| What you are asked to do |
Copy every line of the material below, changing nothing.

======== Record excerpts

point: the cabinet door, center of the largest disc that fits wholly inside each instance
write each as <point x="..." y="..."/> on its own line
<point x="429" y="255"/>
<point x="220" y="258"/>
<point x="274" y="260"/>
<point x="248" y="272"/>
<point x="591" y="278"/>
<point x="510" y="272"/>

================

| Solution below |
point: the cabinet door, center of the largest disc that fits wholly inside each instance
write each as <point x="..." y="..."/> on its own line
<point x="429" y="255"/>
<point x="220" y="258"/>
<point x="274" y="260"/>
<point x="248" y="272"/>
<point x="591" y="278"/>
<point x="510" y="272"/>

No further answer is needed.